Stored items:
- Opening Delimiter -
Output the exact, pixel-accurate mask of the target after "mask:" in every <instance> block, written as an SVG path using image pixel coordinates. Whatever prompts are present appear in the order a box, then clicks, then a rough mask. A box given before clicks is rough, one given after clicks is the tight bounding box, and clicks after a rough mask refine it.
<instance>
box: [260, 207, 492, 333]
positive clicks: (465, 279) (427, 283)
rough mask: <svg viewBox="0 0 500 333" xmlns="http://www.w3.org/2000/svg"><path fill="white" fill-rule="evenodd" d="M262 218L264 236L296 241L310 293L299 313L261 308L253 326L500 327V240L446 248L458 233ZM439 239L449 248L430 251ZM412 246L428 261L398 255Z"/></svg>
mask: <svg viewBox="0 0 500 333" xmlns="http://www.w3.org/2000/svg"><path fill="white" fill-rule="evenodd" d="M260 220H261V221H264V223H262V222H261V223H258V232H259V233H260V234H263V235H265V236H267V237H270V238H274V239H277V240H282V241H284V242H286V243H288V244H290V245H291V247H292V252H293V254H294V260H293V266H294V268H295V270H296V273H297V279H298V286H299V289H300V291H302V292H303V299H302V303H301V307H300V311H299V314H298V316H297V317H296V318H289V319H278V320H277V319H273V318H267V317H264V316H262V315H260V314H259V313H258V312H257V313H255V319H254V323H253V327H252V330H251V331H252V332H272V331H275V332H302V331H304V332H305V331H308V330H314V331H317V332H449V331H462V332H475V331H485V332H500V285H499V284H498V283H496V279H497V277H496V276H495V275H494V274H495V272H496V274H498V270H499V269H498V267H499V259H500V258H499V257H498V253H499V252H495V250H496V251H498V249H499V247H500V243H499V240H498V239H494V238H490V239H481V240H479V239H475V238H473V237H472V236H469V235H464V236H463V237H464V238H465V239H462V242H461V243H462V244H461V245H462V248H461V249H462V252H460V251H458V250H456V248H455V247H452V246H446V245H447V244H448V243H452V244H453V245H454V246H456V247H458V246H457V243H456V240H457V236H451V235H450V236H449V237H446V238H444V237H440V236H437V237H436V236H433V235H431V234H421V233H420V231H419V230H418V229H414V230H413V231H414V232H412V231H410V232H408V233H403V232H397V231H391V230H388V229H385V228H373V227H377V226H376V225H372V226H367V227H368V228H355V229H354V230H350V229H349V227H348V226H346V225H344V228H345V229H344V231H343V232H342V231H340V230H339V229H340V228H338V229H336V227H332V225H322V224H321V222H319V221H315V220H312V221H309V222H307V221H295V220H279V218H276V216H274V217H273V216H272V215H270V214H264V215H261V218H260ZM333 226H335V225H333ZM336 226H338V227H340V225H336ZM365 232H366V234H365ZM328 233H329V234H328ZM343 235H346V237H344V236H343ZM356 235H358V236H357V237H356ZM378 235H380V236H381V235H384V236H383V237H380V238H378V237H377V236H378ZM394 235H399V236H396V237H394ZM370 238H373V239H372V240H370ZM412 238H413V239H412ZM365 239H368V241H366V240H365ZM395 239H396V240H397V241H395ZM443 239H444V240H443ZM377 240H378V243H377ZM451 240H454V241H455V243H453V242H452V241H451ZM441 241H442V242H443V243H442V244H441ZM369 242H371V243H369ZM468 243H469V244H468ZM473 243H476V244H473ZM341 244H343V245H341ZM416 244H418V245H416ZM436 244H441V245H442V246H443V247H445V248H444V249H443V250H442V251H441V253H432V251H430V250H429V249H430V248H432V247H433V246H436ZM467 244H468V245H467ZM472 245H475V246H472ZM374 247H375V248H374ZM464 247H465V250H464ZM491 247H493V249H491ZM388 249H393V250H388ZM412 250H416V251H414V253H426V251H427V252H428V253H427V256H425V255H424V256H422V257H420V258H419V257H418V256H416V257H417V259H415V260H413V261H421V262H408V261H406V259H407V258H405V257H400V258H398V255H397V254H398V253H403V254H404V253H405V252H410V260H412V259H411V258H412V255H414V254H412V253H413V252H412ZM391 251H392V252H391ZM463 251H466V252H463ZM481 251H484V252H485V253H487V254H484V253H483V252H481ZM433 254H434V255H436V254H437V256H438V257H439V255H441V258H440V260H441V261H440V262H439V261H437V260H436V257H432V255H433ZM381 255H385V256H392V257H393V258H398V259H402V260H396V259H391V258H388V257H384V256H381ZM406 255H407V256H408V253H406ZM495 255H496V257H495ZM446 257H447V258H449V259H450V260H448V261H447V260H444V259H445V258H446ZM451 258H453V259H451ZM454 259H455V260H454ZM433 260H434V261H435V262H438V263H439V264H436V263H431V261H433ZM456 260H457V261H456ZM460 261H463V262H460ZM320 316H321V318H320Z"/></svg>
- Closing Delimiter -
▸ Instruction
Copy out the data verbatim, beginning at its first line and ending with the line that contains "rough mask: <svg", including both of those lines.

▸ Exercise answer
Output the exact, pixel-accurate mask of the target after "mask:" in every <instance> block, written as an SVG path using image pixel coordinates. Whatever prompts are present appear in the order a box, then clicks, then a rough mask. A box given before clicks is rough, one given after clicks is the tight bounding box, and clicks after a rough mask refine it.
<instance>
box: [260, 207, 492, 333]
positive clicks: (465, 279) (427, 283)
rough mask: <svg viewBox="0 0 500 333" xmlns="http://www.w3.org/2000/svg"><path fill="white" fill-rule="evenodd" d="M262 218L264 236L296 241L310 293L299 313L261 308L253 326L500 327V240L446 248L458 233ZM439 239L449 248L430 251ZM412 246L428 261L398 255Z"/></svg>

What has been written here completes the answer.